═════ DATA EXCERPTS ═════
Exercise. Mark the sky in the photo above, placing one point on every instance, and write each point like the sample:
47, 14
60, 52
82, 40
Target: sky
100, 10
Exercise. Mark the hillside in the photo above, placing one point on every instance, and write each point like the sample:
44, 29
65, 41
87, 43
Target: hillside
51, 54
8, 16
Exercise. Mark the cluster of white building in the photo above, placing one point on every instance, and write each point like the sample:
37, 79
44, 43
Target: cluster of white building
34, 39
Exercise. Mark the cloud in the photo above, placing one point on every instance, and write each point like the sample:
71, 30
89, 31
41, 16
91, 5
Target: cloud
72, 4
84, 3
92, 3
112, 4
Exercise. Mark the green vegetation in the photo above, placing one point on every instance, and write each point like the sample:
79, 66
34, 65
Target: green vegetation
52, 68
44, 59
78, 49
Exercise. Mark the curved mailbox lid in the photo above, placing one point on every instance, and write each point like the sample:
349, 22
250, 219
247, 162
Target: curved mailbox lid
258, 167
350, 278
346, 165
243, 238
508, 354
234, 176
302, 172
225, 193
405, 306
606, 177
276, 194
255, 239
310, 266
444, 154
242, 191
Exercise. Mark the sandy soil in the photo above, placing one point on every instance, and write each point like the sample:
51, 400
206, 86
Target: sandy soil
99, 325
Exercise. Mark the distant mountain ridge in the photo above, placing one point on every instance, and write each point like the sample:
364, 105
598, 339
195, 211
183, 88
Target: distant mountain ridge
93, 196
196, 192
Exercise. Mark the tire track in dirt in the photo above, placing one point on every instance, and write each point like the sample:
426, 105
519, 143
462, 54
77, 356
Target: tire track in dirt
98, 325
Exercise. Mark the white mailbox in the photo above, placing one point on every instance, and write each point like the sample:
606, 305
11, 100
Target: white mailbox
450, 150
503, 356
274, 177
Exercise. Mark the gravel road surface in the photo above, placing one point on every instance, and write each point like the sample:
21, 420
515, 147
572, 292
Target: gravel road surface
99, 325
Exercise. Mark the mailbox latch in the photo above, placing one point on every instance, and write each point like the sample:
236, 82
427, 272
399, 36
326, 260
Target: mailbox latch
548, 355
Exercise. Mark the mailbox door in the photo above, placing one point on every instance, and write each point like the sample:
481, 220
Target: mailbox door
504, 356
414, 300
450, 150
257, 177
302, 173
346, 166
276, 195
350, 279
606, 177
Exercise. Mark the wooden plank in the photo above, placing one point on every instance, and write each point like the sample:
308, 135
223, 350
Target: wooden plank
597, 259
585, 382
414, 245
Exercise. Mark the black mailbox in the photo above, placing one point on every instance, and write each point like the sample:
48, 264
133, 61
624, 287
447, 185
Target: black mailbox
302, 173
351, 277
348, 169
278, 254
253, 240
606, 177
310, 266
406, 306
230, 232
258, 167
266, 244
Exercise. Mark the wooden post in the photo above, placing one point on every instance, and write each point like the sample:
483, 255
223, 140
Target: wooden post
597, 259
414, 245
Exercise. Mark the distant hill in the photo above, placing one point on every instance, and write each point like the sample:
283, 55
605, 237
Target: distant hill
═════
WHAT YOU SHOULD DO => Repeat the listing exactly, from its first line to its last.

OUTPUT OF THE EXERCISE =>
Exercise. Mark the sky in the photo above, placing one point on every instance, and write each point like the sample:
47, 14
60, 52
82, 40
Target: sky
100, 10
Exercise. Mark the hillside in the photo above, placing one point on every instance, and write each point like the sample:
44, 29
65, 41
87, 43
Target: hillside
51, 54
8, 16
Exercise. Mark the cluster of white building in the photo above, placing one point on every instance, and write each point like the sample:
37, 79
44, 43
Target: cluster of white building
34, 39
Exercise. Mark the cloud in the photo above, placing one point on every instance, and write each point like the sample:
71, 30
89, 31
41, 16
91, 5
Target: cloud
72, 4
84, 3
92, 3
112, 4
Exercise. Mark the green vegetation in the photo above, placing one point on every instance, and write each point like the sample:
79, 66
34, 65
Target: green vegetation
52, 68
44, 59
78, 49
Exercise. Mark the curved mailbox lid in the photo above, placing one point on every instance, and write each point like the sample:
349, 22
250, 219
247, 162
Target: curved mailbox lid
258, 167
350, 278
346, 165
243, 238
508, 354
234, 176
302, 172
225, 193
405, 306
606, 177
276, 194
255, 239
310, 266
444, 154
242, 191
Exercise. Mark the sandy soil in the photo above, placing one point on every instance, and write each point like the sample:
51, 400
206, 86
Target: sandy soil
99, 325
Exercise. Mark the distant mountain ridge in the photo above, placing one point on every instance, and write each point like the sample:
364, 105
598, 339
195, 211
183, 88
Target: distant mountain ridge
93, 196
196, 192
Exercise. Mark the tire track in dirt in the photo above, placing one point on every instance, and write each point like the sample:
426, 105
519, 143
462, 54
77, 356
Target: tire track in dirt
98, 325
Exercise. Mark the white mailbox in the photo above, placing one point on every instance, and write each point like the sample:
606, 305
11, 100
Target: white mailbox
450, 150
503, 356
274, 177
Exercise. Mark the gravel road surface in the photo above, placing one point on every instance, and write each point like the sample:
21, 420
515, 147
572, 292
Target: gravel road surface
99, 325
Exercise. Mark the mailbox latch in the photo above, placing one point on every instance, and write each point like the sample:
236, 82
427, 272
399, 36
326, 260
Target: mailbox latch
548, 355
Exercise. Mark the mailbox door in the photo above, placing one point on every instance, and write each point like the sample:
481, 220
Target: mailbox door
504, 356
414, 300
450, 150
257, 177
302, 173
346, 166
276, 195
350, 279
606, 177
Exercise. Mark the wooden plank in the photo above, placing one point on every instance, and write each point like the sample:
308, 135
223, 350
Target: wooden plank
597, 259
585, 382
414, 245
Exercise. Mark the black mailbox in the photo above, placing one point on every instance, and write each point like the sample:
48, 264
133, 61
624, 287
447, 185
Target: black mailbox
302, 173
351, 277
348, 169
278, 254
253, 240
606, 177
310, 266
406, 306
230, 232
258, 167
266, 244
Exercise. Mark the wooden post in the photo above, placing one point on every instance, and write each point like the sample:
483, 255
223, 140
Target: wooden post
597, 259
414, 245
Exercise. Mark the distant hill in the photo above, placing one point on every instance, and write each point like the sample:
283, 55
605, 237
Target: distant hill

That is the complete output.